◆ Exercise requirements
Copy the passage of the science roundup starting at "I’m about to" and ending at "gene called PTEN.".

◆ Page extract
———

(bottled_void/Flickr)
I’m about to head out for a two-week vacation, but here’s a heaping plate of science to tide you over. See you in September!
- Could camels have something to do with MERS? In a study of ruminants in Oman, Spain, the Netherlands, and Chile, all 50 Omanian camels tested carried evidence of having been exposed to the virus. But we can’t yet say whether camels actually carry and pass on the virus itself.
- You can read the ancient origins of India’s caste system in Indian’s genes. Just like you can also read the history of the people on of the Americas in Native American’s genes.
- It’s official: dead rats make for better brain MRI pictures than live ones.
- What do autism and cancer have in common? Apparently, in some cases, a gene called PTEN.
- Turns out you can learn a lot about human tumors by tinkering with fruit flies, even though we’er separated from them by 500 million years of evolution.

———

Referring expression data:
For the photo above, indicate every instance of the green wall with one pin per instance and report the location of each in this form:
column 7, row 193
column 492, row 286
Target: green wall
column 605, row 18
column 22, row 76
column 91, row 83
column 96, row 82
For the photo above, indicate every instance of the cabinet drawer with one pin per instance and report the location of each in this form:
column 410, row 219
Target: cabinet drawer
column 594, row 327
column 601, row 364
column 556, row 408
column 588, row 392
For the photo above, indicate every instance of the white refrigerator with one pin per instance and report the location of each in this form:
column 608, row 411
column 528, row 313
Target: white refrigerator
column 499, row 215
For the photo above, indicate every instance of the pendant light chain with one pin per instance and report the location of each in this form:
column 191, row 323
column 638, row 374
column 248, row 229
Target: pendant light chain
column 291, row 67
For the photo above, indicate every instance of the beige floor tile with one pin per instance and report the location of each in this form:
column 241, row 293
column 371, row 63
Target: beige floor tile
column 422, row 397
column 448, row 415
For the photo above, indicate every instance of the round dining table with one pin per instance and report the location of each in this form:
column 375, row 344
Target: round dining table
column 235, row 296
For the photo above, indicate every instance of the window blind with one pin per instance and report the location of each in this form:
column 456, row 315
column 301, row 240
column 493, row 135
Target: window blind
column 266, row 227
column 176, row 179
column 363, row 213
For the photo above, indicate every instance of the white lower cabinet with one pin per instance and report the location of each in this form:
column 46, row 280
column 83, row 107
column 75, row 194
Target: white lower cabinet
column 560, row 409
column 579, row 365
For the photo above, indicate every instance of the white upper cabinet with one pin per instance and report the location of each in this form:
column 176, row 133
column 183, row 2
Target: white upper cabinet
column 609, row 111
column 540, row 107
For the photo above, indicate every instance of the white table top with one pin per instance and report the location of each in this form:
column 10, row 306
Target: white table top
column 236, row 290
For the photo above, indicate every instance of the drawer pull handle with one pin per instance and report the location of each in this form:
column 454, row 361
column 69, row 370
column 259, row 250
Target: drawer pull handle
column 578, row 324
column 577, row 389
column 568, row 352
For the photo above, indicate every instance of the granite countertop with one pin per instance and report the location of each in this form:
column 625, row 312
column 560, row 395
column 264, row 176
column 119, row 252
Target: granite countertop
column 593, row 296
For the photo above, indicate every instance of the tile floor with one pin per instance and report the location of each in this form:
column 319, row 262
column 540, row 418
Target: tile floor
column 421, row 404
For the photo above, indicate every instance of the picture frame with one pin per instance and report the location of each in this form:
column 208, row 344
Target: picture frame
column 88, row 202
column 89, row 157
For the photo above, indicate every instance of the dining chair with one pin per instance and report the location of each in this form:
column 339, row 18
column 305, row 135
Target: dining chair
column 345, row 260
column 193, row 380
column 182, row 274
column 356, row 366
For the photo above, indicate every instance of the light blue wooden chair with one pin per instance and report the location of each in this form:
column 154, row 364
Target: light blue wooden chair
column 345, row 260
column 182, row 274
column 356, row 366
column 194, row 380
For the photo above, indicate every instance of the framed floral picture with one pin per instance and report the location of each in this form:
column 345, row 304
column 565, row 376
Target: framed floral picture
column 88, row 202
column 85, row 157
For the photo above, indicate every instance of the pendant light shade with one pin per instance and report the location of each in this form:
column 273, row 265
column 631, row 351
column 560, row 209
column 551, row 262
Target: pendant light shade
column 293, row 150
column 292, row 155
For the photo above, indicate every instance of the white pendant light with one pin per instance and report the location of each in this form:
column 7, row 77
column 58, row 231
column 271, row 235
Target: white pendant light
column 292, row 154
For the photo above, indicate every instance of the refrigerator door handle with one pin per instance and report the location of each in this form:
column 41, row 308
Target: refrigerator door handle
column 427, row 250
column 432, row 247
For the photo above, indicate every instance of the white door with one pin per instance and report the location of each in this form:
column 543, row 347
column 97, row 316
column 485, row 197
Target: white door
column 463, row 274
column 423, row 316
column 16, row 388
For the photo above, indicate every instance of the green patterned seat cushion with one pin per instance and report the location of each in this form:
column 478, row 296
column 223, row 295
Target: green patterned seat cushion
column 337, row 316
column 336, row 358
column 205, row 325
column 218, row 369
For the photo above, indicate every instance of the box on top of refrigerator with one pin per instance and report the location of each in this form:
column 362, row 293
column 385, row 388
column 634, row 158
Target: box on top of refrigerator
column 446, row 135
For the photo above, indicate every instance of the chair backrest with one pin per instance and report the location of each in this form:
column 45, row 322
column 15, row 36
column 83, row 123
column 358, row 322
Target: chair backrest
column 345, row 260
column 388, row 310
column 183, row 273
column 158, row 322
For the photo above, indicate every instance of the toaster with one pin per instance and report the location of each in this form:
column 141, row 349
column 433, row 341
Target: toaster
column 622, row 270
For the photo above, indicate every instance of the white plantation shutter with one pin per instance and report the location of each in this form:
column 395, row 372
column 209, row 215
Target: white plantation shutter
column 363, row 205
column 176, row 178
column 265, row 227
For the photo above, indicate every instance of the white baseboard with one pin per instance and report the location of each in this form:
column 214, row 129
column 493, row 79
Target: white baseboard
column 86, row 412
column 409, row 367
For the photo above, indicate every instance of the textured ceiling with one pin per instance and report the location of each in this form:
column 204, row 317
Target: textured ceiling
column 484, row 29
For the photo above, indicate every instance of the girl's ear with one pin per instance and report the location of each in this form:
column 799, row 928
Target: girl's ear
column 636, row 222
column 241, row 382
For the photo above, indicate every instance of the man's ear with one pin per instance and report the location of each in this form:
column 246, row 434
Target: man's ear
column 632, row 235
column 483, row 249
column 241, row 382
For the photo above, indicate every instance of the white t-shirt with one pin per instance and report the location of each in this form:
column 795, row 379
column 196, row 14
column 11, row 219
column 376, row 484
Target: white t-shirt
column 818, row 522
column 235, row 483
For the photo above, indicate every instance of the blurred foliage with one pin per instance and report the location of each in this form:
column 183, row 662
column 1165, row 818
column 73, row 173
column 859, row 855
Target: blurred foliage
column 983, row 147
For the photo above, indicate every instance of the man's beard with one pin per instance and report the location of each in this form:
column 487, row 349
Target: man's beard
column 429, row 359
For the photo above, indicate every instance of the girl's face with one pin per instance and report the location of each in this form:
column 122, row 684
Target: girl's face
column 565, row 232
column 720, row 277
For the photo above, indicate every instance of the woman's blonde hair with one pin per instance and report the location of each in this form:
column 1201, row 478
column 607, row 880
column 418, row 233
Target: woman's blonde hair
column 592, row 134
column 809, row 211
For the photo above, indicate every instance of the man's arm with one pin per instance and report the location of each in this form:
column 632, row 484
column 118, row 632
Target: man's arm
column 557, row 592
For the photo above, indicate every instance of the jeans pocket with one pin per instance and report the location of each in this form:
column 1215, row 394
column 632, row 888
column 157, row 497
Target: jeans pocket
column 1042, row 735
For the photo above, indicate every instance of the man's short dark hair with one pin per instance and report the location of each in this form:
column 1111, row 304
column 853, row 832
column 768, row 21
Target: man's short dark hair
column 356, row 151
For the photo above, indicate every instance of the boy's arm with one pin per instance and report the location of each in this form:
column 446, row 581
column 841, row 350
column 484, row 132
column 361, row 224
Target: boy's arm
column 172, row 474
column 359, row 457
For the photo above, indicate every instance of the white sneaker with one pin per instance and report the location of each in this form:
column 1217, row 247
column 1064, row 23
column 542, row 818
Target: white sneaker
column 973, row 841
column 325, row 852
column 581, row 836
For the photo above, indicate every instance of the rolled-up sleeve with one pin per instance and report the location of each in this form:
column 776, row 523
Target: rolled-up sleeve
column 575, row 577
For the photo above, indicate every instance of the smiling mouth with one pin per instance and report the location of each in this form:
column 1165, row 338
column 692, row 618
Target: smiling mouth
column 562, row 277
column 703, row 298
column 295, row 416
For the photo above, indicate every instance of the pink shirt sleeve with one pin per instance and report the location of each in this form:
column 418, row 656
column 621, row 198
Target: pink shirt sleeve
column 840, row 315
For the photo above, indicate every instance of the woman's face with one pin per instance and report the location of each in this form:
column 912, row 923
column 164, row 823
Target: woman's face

———

◆ Result of this task
I’m about to head out for a two-week vacation, but here’s a heaping plate of science to tide you over. See you in September!
- Could camels have something to do with MERS? In a study of ruminants in Oman, Spain, the Netherlands, and Chile, all 50 Omanian camels tested carried evidence of having been exposed to the virus. But we can’t yet say whether camels actually carry and pass on the virus itself.
- You can read the ancient origins of India’s caste system in Indian’s genes. Just like you can also read the history of the people on of the Americas in Native American’s genes.
- It’s official: dead rats make for better brain MRI pictures than live ones.
- What do autism and cancer have in common? Apparently, in some cases, a gene called PTEN.